Énoncé A: Pourriez-vous recopier à l'identique le passage de l'entretien qui commence à "Babette Védoit : Hé" et se termine à "vaches plus tranquillement..." ?
Énoncé B: Comment traduire en anglais cette phrase de l'entretien : « Et j’en avais marre qu’on me dise ce que j’avais à faire. » ?
Énoncé C: Pouvez-vous résumer l'entretien en deux phrases ?

Segment du document:
####
Ruth Stégassy : Babette Védoit, vous avez des vaches. Qu’est-ce qui vous a fait rejoindre ce collectif, Faut pas pucer ?

Babette Védoit : Je ne sais pas trop. Ça s’est fait forcément comme toujours un peu par hasard. J’ai des vaches, et j’avais commencé à refuser la vaccination obligatoire pour la FCO. Si on fait un pas de côté, on s’aperçoit, on regarde le système, et on... enfin moi c’est comme ça que je l’ai vécu en tout cas, je me suis dit : mais ils me demandent ça, mais pourquoi ? … je ne sais pas comment dire... Il y a des choses absurdes qui ressortent. Les gens vont nous donner un argumentaire qui paraît stupide. Si on ne demande pas cet argumentaire, bon ben on ne s’en aperçoit pas, mais si on questionne... c’était bizarre.

Ruth Stégassy : Mais quel lien est-ce que vous, vous faites entre ces questions sanitaires – vacciner, traiter la maladie de telle ou telle façon -, et l’histoire de la puce électronique, qui elle n’est pas une question de santé, mais plus une question de contrôle ?

Babette Védoit : Hé oui, justement. C’est là que je me suis dit qu’on m’oblige à faire plein de choses. Pourquoi veut-on me faire faire ça ? Qu’est-ce que je gagne là-dedans ? Je perds ma liberté, ça c’est sûr. Mais je n’ai rien en échange. Et j’en avais marre qu’on me dise ce que j’avais à faire. J’ai déjà suffisamment à réfléchir pour faire ce que j’ai à faire, sans qu’on me rajoute des contraintes qui me paraissent stupides, avec toujours la menace de faire sauter nos primes qui nous permettent de vivre. Et là je me dis : si demain ils demandent de peindre les bêtes en bleu, ou sinon on nous fait sauter nos primes, on va se retrouver avec des animaux bleus partout. Ça devient absurde.

Ruth Stégassy : C’est présenté souvent comme, justement, un allègement du travail, quelque chose qui vous permet d’avoir la tête plus libre, de gérer vos vaches plus tranquillement...

Babette Védoit : Moi, m’occuper de mes vaches tranquillement, c’est quand je suis avec elles, qu’il n y a pas de bruit : par exemple, leur donner à manger sans qu’il y ait le tracteur qui fonctionne. Par contre, tout ce qui est plus ordinateur – c’est comme ça que je le ressens, c’est pas vraiment réfléchi -, ça me porte souci à la limite. Pour moi, ce n’est pas un allègement, au contraire ; ça me prend la tête. Bien sûr, il restera toujours un peu de métier avec les bêtes, il ne faut pas non plus dire n’importe quoi. Mais si on me dit qu’il faut après regarder ce que ça fait, aller rentrer des choses dans l’ordinateur.. pfff, enfin moi ça me fatigue avant de commencer !

Ruth Stégassy : Gérard Pages ?
####
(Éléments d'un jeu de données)
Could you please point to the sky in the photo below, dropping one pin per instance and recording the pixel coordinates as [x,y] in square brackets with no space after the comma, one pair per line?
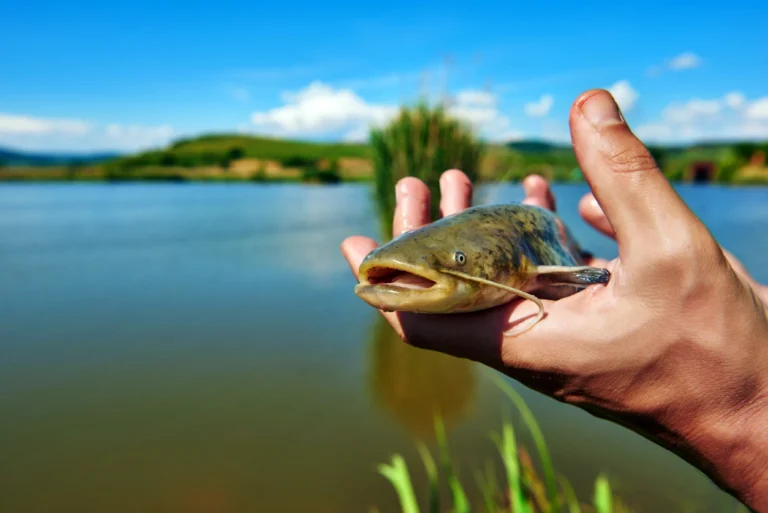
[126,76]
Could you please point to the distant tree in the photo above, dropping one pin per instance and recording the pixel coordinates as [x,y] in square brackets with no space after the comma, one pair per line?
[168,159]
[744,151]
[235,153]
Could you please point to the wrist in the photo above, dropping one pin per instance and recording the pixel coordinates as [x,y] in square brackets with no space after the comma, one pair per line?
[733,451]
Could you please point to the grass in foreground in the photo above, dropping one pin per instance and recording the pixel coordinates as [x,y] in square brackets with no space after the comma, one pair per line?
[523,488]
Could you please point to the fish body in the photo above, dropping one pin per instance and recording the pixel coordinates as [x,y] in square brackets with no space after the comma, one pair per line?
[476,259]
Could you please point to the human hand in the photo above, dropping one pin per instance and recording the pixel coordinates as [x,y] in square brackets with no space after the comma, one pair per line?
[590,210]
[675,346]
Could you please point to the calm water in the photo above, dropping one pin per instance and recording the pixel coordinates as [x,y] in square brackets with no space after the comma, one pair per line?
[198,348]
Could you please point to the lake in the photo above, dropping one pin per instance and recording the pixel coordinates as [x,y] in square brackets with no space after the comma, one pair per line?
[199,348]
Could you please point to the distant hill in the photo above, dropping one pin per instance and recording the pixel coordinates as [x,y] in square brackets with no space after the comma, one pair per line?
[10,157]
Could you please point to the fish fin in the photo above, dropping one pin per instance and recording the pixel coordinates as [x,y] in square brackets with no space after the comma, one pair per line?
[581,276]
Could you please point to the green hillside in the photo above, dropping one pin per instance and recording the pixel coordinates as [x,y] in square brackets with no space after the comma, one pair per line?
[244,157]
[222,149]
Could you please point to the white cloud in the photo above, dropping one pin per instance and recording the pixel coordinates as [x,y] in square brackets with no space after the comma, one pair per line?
####
Solution A:
Babette Védoit : Hé oui, justement. C’est là que je me suis dit qu’on m’oblige à faire plein de choses. Pourquoi veut-on me faire faire ça ? Qu’est-ce que je gagne là-dedans ? Je perds ma liberté, ça c’est sûr. Mais je n’ai rien en échange. Et j’en avais marre qu’on me dise ce que j’avais à faire. J’ai déjà suffisamment à réfléchir pour faire ce que j’ai à faire, sans qu’on me rajoute des contraintes qui me paraissent stupides, avec toujours la menace de faire sauter nos primes qui nous permettent de vivre. Et là je me dis : si demain ils demandent de peindre les bêtes en bleu, ou sinon on nous fait sauter nos primes, on va se retrouver avec des animaux bleus partout. Ça devient absurde.

Ruth Stégassy : C’est présenté souvent comme, justement, un allègement du travail, quelque chose qui vous permet d’avoir la tête plus libre, de gérer vos vaches plus tranquillement...

Solution B: And I was fed up with being told what I had to do.

Solution C: Babette Védoit, qui a des vaches, explique que son arrivée dans le collectif Faut pas pucer s'est faite un peu par hasard, après avoir commencé à refuser la vaccination obligatoire pour la FCO, et dit perdre sa liberté sans rien recevoir en échange face à des contraintes jugées absurdes, imposées sous la menace de supprimer les primes qui permettent de vivre. À l'idée que la puce serait un allègement du travail, Babette Védoit répond que tout ce qui relève de l'ordinateur est plutôt une source de souci et que s'occuper tranquillement de ses vaches, c'est être avec elles sans bruit.